— Aim of the exercise —
Please reproduce, character for character, the lines of the records from the line holding "Help me out: where is the oval" through the line holding "[0,463,1316,917]", including both of those lines.

Entries on locating named things
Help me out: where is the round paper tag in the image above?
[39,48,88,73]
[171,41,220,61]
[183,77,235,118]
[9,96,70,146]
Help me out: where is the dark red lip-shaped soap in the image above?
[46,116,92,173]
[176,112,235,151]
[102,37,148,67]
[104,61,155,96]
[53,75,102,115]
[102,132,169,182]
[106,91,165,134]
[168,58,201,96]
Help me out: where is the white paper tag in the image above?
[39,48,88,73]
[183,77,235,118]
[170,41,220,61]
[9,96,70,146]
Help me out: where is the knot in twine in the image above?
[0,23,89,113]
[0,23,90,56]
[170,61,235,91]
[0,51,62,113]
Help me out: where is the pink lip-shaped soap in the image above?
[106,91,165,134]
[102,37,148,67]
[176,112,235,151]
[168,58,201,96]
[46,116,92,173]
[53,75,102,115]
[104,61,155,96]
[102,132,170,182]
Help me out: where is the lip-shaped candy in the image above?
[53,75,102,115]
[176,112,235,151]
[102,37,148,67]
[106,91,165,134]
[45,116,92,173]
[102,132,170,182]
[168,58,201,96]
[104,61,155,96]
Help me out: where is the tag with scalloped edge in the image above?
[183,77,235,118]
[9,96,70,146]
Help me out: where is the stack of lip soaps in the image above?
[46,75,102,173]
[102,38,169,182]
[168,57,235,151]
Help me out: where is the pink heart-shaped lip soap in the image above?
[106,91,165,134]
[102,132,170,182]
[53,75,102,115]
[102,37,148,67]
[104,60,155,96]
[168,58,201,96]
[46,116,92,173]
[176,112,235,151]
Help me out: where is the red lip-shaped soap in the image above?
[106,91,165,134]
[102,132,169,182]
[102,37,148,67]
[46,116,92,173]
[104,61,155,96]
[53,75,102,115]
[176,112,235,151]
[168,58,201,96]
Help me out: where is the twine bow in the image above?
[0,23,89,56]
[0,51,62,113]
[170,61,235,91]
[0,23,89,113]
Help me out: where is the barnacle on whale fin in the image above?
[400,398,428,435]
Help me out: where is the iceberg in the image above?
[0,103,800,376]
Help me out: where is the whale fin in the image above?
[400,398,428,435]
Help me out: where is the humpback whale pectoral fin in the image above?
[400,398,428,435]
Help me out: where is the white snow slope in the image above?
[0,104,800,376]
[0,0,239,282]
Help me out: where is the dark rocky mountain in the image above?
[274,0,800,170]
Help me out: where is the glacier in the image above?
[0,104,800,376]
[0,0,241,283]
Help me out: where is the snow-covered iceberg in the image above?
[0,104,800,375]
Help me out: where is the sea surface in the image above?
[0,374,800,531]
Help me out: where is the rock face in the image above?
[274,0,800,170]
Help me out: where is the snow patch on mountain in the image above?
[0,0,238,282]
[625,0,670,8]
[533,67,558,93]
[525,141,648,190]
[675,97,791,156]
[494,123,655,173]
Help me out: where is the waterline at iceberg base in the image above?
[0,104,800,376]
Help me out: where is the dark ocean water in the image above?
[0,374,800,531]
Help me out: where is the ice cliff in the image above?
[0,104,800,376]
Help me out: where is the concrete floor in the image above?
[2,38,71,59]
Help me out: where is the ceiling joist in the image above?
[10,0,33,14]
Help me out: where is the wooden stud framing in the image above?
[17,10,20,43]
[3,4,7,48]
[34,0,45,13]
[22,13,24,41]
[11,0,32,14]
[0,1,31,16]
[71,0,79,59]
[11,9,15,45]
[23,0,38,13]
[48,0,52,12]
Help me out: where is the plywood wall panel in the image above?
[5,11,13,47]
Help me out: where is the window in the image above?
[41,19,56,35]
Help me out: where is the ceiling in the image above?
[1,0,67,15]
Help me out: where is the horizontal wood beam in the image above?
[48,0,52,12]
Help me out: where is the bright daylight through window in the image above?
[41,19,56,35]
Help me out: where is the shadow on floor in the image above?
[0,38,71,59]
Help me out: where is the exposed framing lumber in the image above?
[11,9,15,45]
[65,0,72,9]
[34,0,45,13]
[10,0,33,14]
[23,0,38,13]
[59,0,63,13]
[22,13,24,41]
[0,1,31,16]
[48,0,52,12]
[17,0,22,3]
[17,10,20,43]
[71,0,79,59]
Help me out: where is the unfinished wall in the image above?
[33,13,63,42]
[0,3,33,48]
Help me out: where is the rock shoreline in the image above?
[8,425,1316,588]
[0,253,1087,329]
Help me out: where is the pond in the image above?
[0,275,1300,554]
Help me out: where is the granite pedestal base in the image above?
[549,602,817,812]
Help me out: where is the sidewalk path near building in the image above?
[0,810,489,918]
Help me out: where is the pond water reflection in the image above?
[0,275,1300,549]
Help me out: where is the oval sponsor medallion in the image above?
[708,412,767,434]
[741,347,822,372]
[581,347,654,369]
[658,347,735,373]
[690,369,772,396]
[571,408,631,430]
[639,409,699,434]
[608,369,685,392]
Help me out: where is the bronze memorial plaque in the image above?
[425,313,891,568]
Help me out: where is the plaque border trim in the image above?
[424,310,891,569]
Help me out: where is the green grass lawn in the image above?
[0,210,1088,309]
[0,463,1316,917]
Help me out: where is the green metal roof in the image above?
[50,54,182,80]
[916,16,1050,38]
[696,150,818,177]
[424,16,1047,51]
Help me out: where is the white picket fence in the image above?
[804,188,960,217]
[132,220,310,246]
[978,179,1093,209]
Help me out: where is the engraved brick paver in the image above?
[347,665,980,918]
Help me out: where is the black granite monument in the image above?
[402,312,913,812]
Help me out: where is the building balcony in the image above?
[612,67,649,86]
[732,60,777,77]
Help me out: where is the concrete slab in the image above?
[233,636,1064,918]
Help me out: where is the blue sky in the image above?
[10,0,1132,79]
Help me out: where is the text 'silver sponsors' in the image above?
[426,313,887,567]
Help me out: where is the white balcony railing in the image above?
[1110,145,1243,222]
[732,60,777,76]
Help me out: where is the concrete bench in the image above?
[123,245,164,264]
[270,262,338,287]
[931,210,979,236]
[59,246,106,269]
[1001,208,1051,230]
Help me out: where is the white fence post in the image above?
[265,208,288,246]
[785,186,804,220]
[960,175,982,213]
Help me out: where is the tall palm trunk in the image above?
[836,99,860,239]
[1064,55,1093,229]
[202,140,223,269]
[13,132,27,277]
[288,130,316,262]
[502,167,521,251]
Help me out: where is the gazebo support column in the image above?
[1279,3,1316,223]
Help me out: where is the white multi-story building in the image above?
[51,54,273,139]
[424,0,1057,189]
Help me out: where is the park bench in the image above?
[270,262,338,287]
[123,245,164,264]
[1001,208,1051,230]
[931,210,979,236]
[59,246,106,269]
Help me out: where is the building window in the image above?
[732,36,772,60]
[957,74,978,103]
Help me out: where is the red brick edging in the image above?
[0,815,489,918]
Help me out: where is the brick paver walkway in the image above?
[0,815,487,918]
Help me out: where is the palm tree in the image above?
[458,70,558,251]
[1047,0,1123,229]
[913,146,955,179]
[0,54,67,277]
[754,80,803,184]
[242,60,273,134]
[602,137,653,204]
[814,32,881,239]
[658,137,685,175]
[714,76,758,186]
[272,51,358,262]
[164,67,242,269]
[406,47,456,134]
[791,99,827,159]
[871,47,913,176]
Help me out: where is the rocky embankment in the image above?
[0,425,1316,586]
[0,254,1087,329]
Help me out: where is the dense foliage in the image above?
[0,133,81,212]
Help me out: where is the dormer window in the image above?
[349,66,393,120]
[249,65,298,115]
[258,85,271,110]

— Finished exercise —
Help me out: where is the oval sponsor medallion in the image above?
[708,412,767,434]
[741,347,822,372]
[581,347,654,369]
[658,347,735,373]
[690,369,772,396]
[571,408,631,430]
[639,409,699,434]
[608,369,685,392]
Help me out: where is the bronze memorial plaque in the image above?
[425,313,891,568]
Help me out: where is the plaque border trim in the image above?
[424,310,891,569]
Help me out: where is the green grass lawn in the image above?
[0,210,1088,309]
[0,463,1316,917]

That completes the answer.